From the material below, extract every line that contains the string "positive", and reproduce each such line in full.

MATERIAL SHOWN below:

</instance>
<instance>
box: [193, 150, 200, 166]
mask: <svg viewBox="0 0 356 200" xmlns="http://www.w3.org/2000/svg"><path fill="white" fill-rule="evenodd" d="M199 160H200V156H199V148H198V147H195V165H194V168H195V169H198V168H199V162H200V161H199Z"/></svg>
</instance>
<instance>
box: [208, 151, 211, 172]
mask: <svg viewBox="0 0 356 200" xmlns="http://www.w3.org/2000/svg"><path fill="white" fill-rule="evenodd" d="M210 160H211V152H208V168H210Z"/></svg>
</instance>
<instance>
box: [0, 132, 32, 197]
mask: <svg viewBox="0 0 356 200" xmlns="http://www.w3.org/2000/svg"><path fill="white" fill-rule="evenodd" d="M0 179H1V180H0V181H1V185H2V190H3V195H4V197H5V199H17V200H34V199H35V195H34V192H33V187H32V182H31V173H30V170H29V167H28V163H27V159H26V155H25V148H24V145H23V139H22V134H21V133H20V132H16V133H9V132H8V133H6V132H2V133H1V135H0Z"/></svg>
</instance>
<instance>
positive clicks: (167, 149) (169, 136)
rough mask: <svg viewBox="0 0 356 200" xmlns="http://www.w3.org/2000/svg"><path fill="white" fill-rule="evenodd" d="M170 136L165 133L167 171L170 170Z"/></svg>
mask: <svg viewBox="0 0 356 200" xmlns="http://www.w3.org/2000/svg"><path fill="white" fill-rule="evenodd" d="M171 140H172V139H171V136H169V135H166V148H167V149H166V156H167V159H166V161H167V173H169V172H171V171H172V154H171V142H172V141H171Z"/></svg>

End of MATERIAL SHOWN.
MATERIAL SHOWN below:

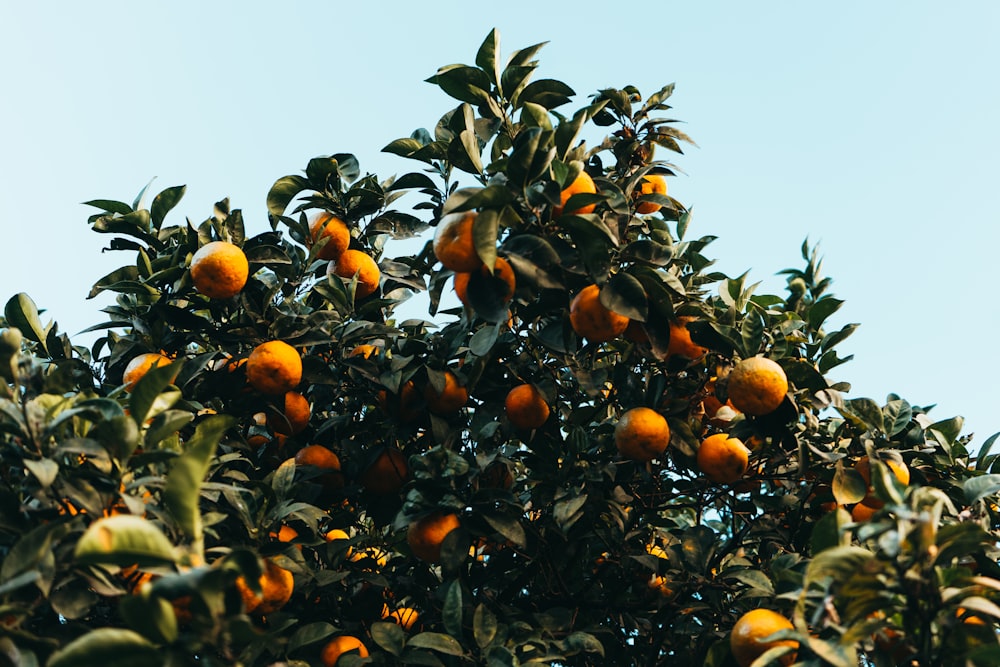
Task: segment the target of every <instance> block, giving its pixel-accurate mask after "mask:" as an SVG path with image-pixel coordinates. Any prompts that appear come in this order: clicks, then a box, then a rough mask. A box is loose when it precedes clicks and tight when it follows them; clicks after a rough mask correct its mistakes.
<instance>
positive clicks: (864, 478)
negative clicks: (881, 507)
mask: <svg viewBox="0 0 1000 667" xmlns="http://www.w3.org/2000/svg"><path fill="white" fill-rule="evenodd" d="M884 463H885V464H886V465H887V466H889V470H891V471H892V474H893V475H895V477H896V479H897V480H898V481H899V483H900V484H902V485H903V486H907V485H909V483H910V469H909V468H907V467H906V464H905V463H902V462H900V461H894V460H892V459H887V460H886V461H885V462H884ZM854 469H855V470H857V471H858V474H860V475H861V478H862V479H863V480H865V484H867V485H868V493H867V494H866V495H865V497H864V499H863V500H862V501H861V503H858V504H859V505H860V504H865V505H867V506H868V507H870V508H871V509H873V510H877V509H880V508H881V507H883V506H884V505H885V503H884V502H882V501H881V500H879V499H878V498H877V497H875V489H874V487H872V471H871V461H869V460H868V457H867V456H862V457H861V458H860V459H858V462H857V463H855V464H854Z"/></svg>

End of MATERIAL SHOWN.

RESULT:
positive clicks: (167, 149) (169, 136)
positive clicks: (864, 478)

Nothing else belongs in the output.